— START OF Document text —
By Sheila McNulty in Houston

Published: May 8 2008 00:19 | Last updated: May 8 2008 01:25

A federal appeals court ruled on Wednesday that the rights of victims in BP’s fatal Texas City explosion in March 2005 were violated by US prosecutors who reached a secret plea agreement with the UK oil group late last year before consulting victims.

The appeals court refused to block the plea deal but sent it to the district court in Houston to take into account the victims’ rights to be consulted in this case before deciding whether to throw out the plea agreement.

Wednesday’s court decision adds to BP’s troubles in the US, where the House Energy and Commerce Committee’s investigations subcommittee is already probing whether the plea agreement is a strong enough deterrent, protects workers and takes into account victims’ rights.

The Texas City agreement was part of a $380m settlement BP made with US authorities to resolve cases being pursued by the US government following the Texas City explosion, which killed 15 people and injured 500 in and around the facility; a major spill and corrosion in its Alaska operations; and a propane scandal. The Texas City portion of the settlement involved a $50m criminal fine.

Tony Hayward, BP’s chief executive, had sought to wipe the company’s troubled US slate clean with the settlement. But victims in Texas have refused to let the case rest.
— END OF Document text —
— START OF Information given —
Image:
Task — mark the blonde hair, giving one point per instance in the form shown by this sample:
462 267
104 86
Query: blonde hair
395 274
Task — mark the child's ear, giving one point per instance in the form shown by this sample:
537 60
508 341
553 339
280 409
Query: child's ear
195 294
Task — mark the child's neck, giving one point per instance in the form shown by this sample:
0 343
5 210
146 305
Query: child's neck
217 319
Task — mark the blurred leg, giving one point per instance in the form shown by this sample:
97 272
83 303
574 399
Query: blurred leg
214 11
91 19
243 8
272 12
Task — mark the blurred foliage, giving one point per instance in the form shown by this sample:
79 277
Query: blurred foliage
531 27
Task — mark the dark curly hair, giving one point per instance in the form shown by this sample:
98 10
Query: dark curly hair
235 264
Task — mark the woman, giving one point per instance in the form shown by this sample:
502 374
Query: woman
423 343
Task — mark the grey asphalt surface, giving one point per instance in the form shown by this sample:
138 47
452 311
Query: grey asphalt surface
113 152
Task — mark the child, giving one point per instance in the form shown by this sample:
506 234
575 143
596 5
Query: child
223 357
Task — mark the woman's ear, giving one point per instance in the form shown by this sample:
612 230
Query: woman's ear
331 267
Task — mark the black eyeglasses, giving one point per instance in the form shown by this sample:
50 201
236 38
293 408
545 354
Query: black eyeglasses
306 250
— END OF Information given —
### Challenge
Repeat the passage of the article on BP's plea deal starting at "Published: May 8" and ending at "before consulting victims.", word for word. The records have nothing to do with the article on BP's plea deal.

### Right answer
Published: May 8 2008 00:19 | Last updated: May 8 2008 01:25

A federal appeals court ruled on Wednesday that the rights of victims in BP’s fatal Texas City explosion in March 2005 were violated by US prosecutors who reached a secret plea agreement with the UK oil group late last year before consulting victims.